Stated exercise 1: In the passage on recurrent neural networks, which two issues with RNNs are called mathematically complex?
Stated exercise 2: Summarize the passage on recurrent neural networks in three sentences.

Page text:
◆ ◆ ◆
LSTMs long-term memory capabilities make them good at capturing long-term dependencies. The memory cell effectively counteracts the vanishing gradient problem at preserving information as long the forget gate does not "erase" past information (Graves, 2012). All the above make LSTMs very useful for a wide variety of applications (see here for a list). For instance, when you use Google's Voice Transcription services an RNN is doing the hard work of recognizing your voice.

RNNs and cognition

As with Convolutional Neural Networks, researchers utilizing RNN for approaching sequential problems like natural language processing (NLP) or time-series prediction, do not necessarily care about (although some might) how good of a model of cognition and brain-activity are RNNs. What they really care is about solving problems like translation, speech recognition, and stock market prediction, and many advances in the field come from pursuing such goals. Still, RNN has many desirable traits as a model of neuro-cognitive activity, and have been prolifically used to model several aspects of human cognition and behavior: child behavior in an object permanence tasks (Munakata et al, 1997); knowledge-intensive text-comprehension (St. John, 1992); processing in quasi-regular domains, like English word reading (Plaut et al., 1996); human performance in processing recursive language structures (Christiansen & Chater, 1999); human sequential action (Botvinick & Plaut, 2004); movement patterns in typical and atypical developing children (Muñoz-Organero et al., 2019). And many others. Neuroscientists have used RNNs to model a wide variety of aspects as well (for reviews see Barak, 2017, Güçlü & van Gerven, 2017, Jarne & Laje, 2019). Overall, RNN has demonstrated to be a productive tool for modeling cognitive and brain function, in distributed representations paradigm.

Mathematical formalization

There are two mathematically complex issues with RNNs: (1) computing hidden-states, and (2) backpropagation. The rest are common operations found in multilayer-perceptrons. LSTMs and its many variants are the facto standards when modeling any kind of sequential problem. Elman networks can be seen as a simplified version of an LSTM, so I'll focus my attention on LSTMs for the most part. My exposition is based on a combination of sources that you may want to review for extended explanations (Bengio et al., 1994; Hochreiter & Schmidhuber, 1997; Graves, 2012; Chen, 2016; Zhang et al., 2020).
◆ ◆ ◆
Dataset excerpts:
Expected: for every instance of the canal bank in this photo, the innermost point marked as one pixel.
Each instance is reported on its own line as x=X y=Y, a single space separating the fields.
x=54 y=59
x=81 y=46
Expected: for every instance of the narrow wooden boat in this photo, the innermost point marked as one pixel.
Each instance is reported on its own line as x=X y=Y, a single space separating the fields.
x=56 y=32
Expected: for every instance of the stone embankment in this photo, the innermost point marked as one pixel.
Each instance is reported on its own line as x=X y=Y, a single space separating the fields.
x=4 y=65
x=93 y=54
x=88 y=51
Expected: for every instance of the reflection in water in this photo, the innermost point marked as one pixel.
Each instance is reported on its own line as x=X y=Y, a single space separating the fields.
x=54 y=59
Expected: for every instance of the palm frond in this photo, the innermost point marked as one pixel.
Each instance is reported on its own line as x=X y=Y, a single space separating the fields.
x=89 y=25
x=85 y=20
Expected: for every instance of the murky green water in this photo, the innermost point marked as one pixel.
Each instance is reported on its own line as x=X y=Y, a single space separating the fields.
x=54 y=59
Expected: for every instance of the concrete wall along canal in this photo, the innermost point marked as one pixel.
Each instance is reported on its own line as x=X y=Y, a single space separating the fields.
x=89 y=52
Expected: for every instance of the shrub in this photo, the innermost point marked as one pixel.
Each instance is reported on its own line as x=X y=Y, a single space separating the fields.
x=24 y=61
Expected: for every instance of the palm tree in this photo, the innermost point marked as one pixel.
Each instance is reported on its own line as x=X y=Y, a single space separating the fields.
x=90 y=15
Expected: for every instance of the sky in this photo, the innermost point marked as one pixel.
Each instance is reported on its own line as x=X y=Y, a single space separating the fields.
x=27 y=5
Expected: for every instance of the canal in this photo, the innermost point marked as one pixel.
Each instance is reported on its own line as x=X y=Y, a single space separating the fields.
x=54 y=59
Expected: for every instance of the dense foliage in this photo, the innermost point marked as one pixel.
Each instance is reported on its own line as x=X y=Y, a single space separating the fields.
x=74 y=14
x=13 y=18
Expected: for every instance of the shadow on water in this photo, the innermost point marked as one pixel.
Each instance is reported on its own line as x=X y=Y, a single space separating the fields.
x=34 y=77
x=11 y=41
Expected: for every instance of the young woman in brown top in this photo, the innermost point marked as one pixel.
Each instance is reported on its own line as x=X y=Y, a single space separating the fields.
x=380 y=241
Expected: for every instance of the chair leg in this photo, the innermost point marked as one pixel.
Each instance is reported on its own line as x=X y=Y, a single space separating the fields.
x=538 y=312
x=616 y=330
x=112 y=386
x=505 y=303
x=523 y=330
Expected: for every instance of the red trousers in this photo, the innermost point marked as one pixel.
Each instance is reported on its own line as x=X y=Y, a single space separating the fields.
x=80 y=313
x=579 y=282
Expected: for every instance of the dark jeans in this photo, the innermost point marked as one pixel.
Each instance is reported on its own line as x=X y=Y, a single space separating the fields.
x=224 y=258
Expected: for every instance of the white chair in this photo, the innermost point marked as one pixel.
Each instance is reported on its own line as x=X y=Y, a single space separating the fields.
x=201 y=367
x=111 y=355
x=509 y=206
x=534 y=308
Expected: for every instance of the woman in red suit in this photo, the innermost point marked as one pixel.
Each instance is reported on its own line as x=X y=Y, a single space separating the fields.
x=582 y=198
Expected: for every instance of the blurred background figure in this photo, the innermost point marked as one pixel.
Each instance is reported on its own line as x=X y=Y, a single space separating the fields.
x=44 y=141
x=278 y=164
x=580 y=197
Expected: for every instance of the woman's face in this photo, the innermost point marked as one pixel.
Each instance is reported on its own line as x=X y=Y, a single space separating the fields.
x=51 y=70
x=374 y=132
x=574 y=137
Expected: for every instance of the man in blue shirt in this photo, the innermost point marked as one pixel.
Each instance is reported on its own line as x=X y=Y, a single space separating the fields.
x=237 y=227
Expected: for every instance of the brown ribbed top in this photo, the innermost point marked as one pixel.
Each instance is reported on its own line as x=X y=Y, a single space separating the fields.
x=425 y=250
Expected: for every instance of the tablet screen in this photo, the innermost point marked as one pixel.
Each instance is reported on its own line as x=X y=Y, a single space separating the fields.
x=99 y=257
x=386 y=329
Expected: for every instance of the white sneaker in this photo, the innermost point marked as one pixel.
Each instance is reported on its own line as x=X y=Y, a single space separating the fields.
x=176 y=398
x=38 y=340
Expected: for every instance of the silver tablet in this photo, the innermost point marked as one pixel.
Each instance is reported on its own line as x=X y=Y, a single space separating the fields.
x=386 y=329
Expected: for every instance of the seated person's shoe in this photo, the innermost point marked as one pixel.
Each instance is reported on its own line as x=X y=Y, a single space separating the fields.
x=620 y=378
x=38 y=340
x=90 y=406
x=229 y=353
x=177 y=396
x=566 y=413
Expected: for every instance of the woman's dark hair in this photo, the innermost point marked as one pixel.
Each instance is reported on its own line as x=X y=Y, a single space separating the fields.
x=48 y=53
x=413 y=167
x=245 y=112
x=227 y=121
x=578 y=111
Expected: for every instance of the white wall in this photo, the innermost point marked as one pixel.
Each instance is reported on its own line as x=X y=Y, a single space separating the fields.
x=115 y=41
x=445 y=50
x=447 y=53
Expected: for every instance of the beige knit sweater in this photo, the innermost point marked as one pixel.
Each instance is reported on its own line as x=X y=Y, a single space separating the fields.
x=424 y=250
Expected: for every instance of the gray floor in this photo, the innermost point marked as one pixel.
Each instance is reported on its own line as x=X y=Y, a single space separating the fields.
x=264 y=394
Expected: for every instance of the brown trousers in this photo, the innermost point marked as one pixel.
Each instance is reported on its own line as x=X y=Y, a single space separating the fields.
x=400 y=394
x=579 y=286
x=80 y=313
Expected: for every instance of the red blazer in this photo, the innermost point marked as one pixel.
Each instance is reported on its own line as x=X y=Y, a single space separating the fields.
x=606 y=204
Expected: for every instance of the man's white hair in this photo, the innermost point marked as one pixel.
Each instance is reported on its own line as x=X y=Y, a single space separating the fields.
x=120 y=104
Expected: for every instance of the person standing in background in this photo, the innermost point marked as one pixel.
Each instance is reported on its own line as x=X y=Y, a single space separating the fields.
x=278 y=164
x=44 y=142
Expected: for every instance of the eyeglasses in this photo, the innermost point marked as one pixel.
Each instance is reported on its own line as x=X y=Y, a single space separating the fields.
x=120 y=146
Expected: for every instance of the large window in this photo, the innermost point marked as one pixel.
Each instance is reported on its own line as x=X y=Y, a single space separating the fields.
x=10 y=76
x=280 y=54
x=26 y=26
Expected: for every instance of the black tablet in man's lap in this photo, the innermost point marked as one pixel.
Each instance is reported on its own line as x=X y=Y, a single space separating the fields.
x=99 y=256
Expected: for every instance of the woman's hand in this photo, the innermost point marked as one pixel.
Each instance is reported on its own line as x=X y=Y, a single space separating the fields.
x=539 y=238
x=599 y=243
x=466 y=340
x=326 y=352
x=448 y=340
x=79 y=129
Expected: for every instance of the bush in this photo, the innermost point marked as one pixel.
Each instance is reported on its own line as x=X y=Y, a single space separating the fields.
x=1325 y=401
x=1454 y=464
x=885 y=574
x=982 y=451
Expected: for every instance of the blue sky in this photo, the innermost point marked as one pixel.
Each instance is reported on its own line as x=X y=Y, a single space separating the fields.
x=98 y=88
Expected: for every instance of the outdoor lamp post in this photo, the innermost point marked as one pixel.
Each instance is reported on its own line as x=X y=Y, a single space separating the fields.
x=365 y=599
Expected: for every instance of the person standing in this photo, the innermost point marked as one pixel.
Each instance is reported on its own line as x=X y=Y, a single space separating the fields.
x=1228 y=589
◆ ◆ ◆
Full answer 1: Computing hidden states and backpropagation.

Full answer 2: LSTMs' long-term memory makes them good at capturing long-term dependencies and useful for many applications, such as voice transcription. Researchers who use RNNs mostly care about solving problems like translation, speech recognition and stock market prediction, but RNNs have also been used productively to model many aspects of human cognition, behavior and brain function. The two mathematically complex issues with RNNs are computing hidden states and backpropagation, and the discussion focuses mostly on LSTMs, since Elman networks can be seen as a simplified version of them.